Swap "young trees" for "saplings" in the rows starting at the line that contains "like (82, 28)." and ending at the last row, then write out those lines again with nothing else changed.
── ENTRIES PROVIDED ──
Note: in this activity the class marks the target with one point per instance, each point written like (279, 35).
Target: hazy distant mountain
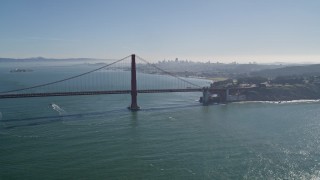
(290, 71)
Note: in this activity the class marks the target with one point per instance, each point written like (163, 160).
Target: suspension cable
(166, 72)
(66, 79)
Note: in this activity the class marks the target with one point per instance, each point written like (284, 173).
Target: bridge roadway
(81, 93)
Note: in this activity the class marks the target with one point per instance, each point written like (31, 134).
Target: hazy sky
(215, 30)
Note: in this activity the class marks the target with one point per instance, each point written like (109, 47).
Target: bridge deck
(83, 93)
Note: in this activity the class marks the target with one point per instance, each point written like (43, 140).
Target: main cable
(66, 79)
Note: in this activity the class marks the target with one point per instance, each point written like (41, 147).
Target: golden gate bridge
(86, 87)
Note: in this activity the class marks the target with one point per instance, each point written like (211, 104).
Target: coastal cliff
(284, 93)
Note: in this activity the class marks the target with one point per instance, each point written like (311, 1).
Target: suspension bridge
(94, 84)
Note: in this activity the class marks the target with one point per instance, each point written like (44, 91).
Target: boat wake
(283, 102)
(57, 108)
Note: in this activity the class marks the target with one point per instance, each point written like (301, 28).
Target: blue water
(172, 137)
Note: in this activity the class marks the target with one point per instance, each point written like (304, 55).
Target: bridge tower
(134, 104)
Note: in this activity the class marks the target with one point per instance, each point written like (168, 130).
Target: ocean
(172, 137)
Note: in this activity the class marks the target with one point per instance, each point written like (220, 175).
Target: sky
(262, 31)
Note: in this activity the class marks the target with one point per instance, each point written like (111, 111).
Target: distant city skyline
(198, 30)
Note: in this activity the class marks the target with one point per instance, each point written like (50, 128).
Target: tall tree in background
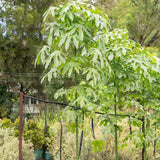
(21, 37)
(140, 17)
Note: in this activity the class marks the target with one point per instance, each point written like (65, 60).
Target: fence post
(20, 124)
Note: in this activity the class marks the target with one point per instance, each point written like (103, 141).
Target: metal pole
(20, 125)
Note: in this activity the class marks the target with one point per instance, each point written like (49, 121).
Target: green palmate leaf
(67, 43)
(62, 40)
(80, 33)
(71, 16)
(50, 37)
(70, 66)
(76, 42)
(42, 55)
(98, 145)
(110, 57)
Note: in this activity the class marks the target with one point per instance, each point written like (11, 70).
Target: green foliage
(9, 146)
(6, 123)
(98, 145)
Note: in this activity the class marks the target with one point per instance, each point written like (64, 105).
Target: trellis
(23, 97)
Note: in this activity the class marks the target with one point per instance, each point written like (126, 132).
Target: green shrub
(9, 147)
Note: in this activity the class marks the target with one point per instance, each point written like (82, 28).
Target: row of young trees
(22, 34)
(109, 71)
───
- _EXERCISE ANSWER_:
Note: in this activity the class marks the target with one point per instance, each point written like (82, 28).
Target: row of saplings
(22, 34)
(109, 71)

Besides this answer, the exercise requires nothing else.